TASKS |
#1 Do the statements below agree with the bergamot article? Answer each with yes or no and quote the deciding words of the text.
(a) Bergamot is endemic to tropical Southeast Asia.
(b) The fruits of a bergamot tree start out yellow and turn green as they mature.
(c) Bergapten is known to increase potassium levels.
#2 Copy the stretch of the bergamot article from "The fruit or" through "bloating and indigestion.", word for word.
#3 Answer these questions from the bergamot article:
(a) Which town is the plant's name believed to come from?
(b) Which tea has the bergamot orange as an essential ingredient?
(c) What substance is believed to cause the phototoxicity of bergamot essential oil?

PASSAGE SHOWN |
──────
Tuesday, October 17, 2017 by

The bergamot (Citrus bergamia) is a small tree belonging to the Rutaceae or citrus family, a group of aromatic trees and herbs. Bergamot is endemic to tropical Southeast Asia, though is now cultivated in numerous subtropical regions all over the world. A bergamot tree normally bears smooth and oval-shaped leaves, white flowers, and small round fruits that start out as green but turn yellow as they mature. The name of this plant is believed to be derived from “Bergamo”, a town in northern Italy that produced and sold bergamot oil.

The fruit or bergamot orange is an essential ingredient in Earl Grey tea. Bergamot essential oil, on the other hand, has carminative, antiseptic, and antispasmodic properties that make it useful for treating digestive ailments like bloating and indigestion.

While generally helpful, there are still a number of health risks associated with bergamot, particularly bergamot essential oil.

Harmful effects that can be caused by bergamot

Applying bergamot essential oil to the skin has notable side effects. For one, bergamot essential oil can lead to phototoxicity or photoirritation, a chemically-induced skin irritation caused by light. This effect is believed to be caused by bergapten, a furocoumarin that becomes toxic after exposure to sunlight. This means that bergamot essential oil can, in turn, increase the risk of skin problems such as blisters, rashes, scabs, and sunburns. In worst case scenarios, bergamot essential oil can make an individual more prone to developing skin cancer. To prevent this from happening, simply avoid applying bergamot essential oil before going outside or to areas with plenty of sunlight, or opt for bergapten-free bergamot essential oil.

In addition to greater phototoxicity, bergapten is known to decrease potassium levels and affect potassium absorption as well. A deficiency of potassium can cause an individual to experience muscle cramps, twitching, abnormal sensations in various parts of the body, and blurred vision. This effect has been observed with the frequent consumption of great amounts of Earl Gray tea, so limiting the consumption of this beverage can decrease a person’s susceptibility to potassium deficiency.
──────
DATA SHOWN |
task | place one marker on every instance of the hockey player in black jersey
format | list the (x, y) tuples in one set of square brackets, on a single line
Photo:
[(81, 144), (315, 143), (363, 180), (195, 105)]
──────
TASK ANSWERS |
#1
(a) Yes: "Bergamot is endemic to tropical Southeast Asia"
(b) No: "small round fruits that start out as green but turn yellow as they mature"
(c) No: "bergapten is known to decrease potassium levels"

#2
The fruit or bergamot orange is an essential ingredient in Earl Grey tea. Bergamot essential oil, on the other hand, has carminative, antiseptic, and antispasmodic properties that make it useful for treating digestive ailments like bloating and indigestion.

#3
(a) Bergamo, a town in northern Italy
(b) Earl Grey tea
(c) Bergapten, a furocoumarin